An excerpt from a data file
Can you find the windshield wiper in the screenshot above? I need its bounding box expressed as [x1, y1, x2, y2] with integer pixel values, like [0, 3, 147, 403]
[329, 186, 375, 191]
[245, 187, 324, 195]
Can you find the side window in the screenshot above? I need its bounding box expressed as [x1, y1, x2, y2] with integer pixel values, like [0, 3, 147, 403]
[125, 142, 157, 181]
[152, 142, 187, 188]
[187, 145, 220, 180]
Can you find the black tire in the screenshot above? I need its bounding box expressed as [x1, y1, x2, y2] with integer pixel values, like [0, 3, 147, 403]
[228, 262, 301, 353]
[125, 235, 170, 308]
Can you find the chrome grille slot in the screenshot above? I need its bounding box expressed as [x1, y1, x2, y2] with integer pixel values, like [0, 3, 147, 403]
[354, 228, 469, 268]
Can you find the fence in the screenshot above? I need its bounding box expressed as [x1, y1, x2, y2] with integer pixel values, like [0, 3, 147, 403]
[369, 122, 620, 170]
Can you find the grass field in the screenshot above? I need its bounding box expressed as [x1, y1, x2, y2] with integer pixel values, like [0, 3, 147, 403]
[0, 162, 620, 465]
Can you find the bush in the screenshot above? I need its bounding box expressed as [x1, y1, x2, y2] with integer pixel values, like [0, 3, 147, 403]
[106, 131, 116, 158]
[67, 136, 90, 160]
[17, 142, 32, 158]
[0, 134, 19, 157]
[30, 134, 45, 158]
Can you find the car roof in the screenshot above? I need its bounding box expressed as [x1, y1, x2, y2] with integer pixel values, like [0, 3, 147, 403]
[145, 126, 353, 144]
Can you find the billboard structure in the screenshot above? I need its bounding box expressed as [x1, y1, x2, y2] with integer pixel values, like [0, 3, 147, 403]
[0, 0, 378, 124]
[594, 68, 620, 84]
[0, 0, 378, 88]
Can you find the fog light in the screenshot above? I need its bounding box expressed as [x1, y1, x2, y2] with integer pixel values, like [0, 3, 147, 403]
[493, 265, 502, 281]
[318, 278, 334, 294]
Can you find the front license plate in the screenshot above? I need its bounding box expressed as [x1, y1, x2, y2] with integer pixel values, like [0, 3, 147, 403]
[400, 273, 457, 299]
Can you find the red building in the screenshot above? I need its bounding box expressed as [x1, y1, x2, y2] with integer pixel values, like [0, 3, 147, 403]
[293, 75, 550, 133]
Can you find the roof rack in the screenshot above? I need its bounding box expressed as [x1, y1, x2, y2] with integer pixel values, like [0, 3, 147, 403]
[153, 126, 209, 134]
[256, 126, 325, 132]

▶ _What is needed_
Put every line of the entries above into a numbered list, leaving out any blank lines.

▶ _Reply_
1. Can you find the windshield wiper in the screenshot above? I need its bounding box expressed as [x1, y1, x2, y2] with integer pixel values, like [0, 3, 147, 403]
2. [329, 186, 375, 191]
3. [245, 187, 324, 195]
4. Can you find the side window in the screenshot above? I need its bounding box expressed as [x1, y1, x2, y2] with integer pixel values, like [0, 3, 147, 403]
5. [125, 142, 157, 181]
6. [152, 142, 187, 188]
7. [187, 145, 220, 180]
8. Can you find the black tire in the screenshot above? I need its bounding box expressed as [x1, y1, x2, y2] with integer pixel values, like [0, 3, 147, 403]
9. [228, 262, 301, 353]
10. [125, 235, 170, 308]
11. Can you find the chrome grille slot in the screenshot above? I need its bounding box expressed as [x1, y1, x2, y2] with integer pixel values, like [0, 3, 147, 403]
12. [354, 228, 469, 268]
13. Can you find the fence in the screenshot above? I need its bounding box expressed as [x1, y1, x2, y2] with integer pixel values, like [0, 3, 147, 403]
14. [369, 122, 620, 170]
15. Can you find the grass field in the screenshot above? I need its bounding box expressed as [x1, y1, x2, y2] with integer pixel values, like [0, 3, 147, 403]
16. [0, 162, 620, 465]
17. Can you find the bush in the screenshot above? I need its bounding box expressed as [x1, y1, x2, y2] with integer pixel values, like [0, 3, 147, 403]
18. [106, 131, 116, 158]
19. [67, 136, 90, 160]
20. [17, 142, 32, 158]
21. [0, 134, 19, 157]
22. [30, 134, 45, 158]
23. Can you find the car roof in the screenshot above? I need its bounding box expressed as [x1, y1, x2, y2] with integer pixel values, like [0, 3, 147, 403]
24. [145, 126, 353, 144]
25. Can you find the billboard structure in the screenshot above? I need its bounding box expressed as [x1, y1, x2, y2] with integer pixel values, like [0, 3, 147, 403]
26. [0, 0, 378, 124]
27. [594, 68, 620, 84]
28. [0, 0, 378, 88]
29. Can you find the fog light in the screenshot above? I need its bounding box expressed as [x1, y1, x2, y2] with integer pixel values, like [0, 3, 147, 403]
30. [493, 265, 502, 281]
31. [318, 278, 334, 294]
32. Can you find the front license plate in the screenshot above? I need its bounding box expressed as [x1, y1, x2, y2] with integer pixel values, like [0, 3, 147, 403]
33. [400, 273, 457, 299]
34. Can you find the red building in the screenshot above? I need its bounding box expressed as [x1, y1, x2, y2] with integer pixel values, like [0, 3, 147, 403]
35. [293, 75, 550, 133]
36. Can you find the roof rack in the screenshot above? I need its bounding box expressed as [x1, y1, x2, y2] with integer pixel values, like [0, 3, 147, 403]
37. [153, 126, 209, 134]
38. [256, 126, 325, 132]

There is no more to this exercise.